# start of Record set

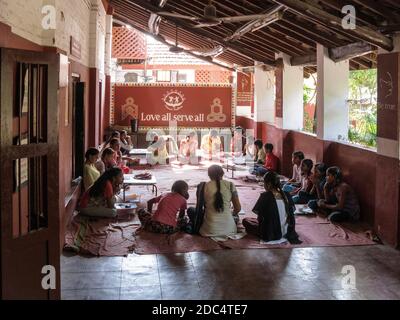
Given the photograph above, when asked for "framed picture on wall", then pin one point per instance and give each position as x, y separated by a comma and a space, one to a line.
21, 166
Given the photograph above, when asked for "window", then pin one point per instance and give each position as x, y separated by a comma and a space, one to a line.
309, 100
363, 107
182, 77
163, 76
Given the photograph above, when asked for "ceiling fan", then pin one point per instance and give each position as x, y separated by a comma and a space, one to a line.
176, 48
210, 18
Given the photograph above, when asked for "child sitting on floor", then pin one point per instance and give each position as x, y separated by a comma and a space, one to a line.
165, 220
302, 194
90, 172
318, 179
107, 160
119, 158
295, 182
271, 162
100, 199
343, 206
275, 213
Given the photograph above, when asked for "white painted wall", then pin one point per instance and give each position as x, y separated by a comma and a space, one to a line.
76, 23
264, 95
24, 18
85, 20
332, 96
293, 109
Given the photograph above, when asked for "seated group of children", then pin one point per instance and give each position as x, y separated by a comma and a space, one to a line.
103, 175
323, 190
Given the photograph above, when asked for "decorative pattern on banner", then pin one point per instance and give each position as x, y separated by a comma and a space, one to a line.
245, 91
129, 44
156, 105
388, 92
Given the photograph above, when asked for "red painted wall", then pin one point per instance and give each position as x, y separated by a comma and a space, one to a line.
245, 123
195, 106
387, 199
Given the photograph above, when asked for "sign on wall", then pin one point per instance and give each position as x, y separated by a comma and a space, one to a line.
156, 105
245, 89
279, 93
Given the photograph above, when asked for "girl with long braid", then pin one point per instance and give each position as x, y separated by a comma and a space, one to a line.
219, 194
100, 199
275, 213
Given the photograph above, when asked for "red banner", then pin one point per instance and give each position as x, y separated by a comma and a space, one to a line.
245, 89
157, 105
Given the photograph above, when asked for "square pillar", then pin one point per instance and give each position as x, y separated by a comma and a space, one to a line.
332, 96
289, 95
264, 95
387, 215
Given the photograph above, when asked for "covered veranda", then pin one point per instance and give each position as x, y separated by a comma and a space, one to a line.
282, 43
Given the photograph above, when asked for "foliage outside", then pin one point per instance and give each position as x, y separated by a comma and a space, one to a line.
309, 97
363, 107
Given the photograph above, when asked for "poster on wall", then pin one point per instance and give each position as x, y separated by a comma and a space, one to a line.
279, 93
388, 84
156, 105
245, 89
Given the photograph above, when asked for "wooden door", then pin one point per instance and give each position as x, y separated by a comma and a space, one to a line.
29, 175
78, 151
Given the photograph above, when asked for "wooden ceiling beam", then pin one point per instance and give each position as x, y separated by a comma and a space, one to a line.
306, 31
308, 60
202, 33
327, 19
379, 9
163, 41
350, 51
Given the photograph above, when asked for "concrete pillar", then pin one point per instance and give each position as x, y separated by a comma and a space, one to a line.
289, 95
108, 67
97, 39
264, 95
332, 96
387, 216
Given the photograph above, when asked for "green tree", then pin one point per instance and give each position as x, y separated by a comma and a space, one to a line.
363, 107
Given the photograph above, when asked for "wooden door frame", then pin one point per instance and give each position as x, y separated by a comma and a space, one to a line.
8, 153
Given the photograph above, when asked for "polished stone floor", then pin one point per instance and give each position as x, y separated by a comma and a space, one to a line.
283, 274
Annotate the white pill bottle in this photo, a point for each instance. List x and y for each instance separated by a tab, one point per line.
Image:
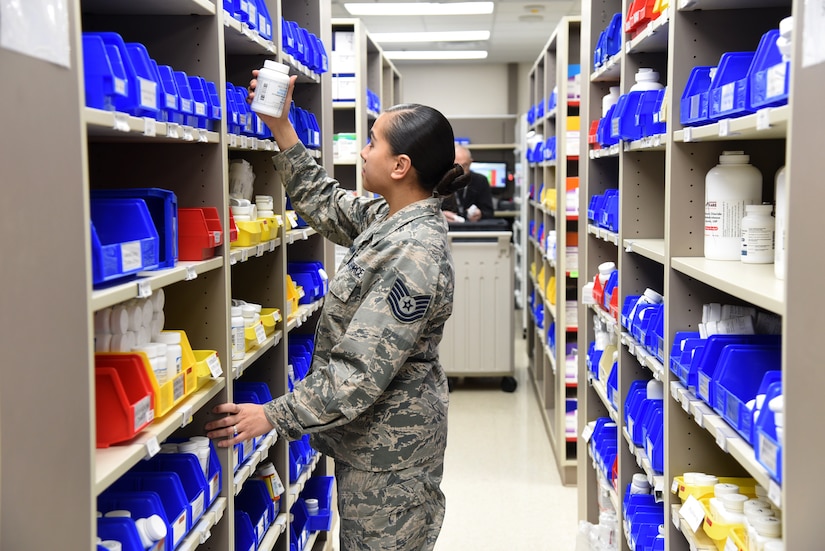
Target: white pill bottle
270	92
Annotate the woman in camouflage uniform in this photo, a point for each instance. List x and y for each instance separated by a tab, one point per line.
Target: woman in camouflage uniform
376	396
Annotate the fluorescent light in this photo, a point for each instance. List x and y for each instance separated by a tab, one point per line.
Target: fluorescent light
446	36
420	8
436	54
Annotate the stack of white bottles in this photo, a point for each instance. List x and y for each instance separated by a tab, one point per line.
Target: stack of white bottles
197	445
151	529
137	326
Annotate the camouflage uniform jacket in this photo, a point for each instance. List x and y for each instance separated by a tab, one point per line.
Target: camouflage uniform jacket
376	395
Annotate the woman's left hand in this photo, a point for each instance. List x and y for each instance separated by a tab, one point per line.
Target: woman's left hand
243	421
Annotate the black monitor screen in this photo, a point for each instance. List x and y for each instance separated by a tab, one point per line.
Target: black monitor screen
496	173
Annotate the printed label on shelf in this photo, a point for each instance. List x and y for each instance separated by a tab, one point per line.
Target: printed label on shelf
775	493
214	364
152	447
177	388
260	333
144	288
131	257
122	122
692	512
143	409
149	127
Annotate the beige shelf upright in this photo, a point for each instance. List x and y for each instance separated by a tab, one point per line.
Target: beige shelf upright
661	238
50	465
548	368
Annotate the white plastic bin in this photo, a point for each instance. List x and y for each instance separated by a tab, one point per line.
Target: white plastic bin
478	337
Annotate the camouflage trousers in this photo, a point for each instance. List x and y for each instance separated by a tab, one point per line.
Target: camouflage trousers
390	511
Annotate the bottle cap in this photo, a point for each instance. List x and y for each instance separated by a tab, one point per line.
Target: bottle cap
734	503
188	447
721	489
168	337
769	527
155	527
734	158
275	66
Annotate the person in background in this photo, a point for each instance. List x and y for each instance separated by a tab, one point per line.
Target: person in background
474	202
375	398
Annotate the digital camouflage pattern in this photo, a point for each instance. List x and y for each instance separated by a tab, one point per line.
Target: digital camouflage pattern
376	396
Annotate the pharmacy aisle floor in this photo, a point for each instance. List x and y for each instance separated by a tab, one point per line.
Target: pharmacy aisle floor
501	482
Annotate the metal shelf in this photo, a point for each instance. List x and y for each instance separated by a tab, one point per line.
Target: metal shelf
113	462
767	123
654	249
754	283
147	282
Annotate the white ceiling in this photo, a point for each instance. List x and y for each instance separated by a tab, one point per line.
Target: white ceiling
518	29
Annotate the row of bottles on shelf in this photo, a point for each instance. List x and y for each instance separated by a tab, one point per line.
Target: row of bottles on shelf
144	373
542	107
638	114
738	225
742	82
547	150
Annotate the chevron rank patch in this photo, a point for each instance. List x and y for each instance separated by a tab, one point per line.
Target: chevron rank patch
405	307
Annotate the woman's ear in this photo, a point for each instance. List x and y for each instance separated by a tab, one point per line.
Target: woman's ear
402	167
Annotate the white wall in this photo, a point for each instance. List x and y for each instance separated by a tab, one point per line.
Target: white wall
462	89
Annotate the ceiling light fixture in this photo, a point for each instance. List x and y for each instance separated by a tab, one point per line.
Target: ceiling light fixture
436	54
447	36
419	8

# end of Record set

Reproduce exactly the lines from the one with "Annotate the bottle" through the end of the entries above, both ends included.

Finished exercise.
Annotate the bottle cap in this photo, a point for each instance. List x and y for each instance separated by a tab, one point per line.
Target: bottle cap
734	503
188	447
721	489
168	337
769	527
155	527
734	158
275	66
Annotate the person in background in this photo, a point for each instance. List x and y for each instance separated by a tab, one point per line.
Target: person in background
474	202
375	398
Annotate the digital camouflage pattern in this photo, a point for each instance. List x and y for each instance separated by a tab, one point per line.
Target: digital camouflage pattern
376	396
Annotate the pharmacy aisle floor in this photo, a point for each instance. List x and y for each instance separated by a tab, one point per line.
Target: pharmacy aisle floor
501	482
Annotate the metal shelf in this photo, a point for each instance. List x and y for each instance separated by a tab, one point per line.
Target: metal shelf
113	462
767	123
654	249
754	283
147	282
Annotate the white ceiling in this photo, a point for each instance. List x and y for each instance separated by a tab, one point per line.
Target: white ceiling
518	29
Annotate the row of bottles on shelf in this photo, a point for each instance. List x and y for each instance separated by a tab, one point per line.
Target: row of bottles on shelf
144	373
542	107
638	114
738	225
742	82
547	150
Annotate the chevron rank patch in this photo, a point for each instance. List x and y for each instance separated by a tab, one point per line.
Target: chevron rank patch
405	307
Annotate the woman's ear in this photo, a point for each instance. List x and y for each instance separated by a tab, one point per line.
Target: woman's ear
402	167
Annotate the white wall in this photo, a point for each instance. List x and y for each instance separated by a tab, one point per line.
Target: white wall
462	89
Annotate the ceiling light fixture in this photo, a point for each instance. List x and y for each instance separated by a tab, one point per line.
Target: ceiling light fixture
436	54
447	36
419	8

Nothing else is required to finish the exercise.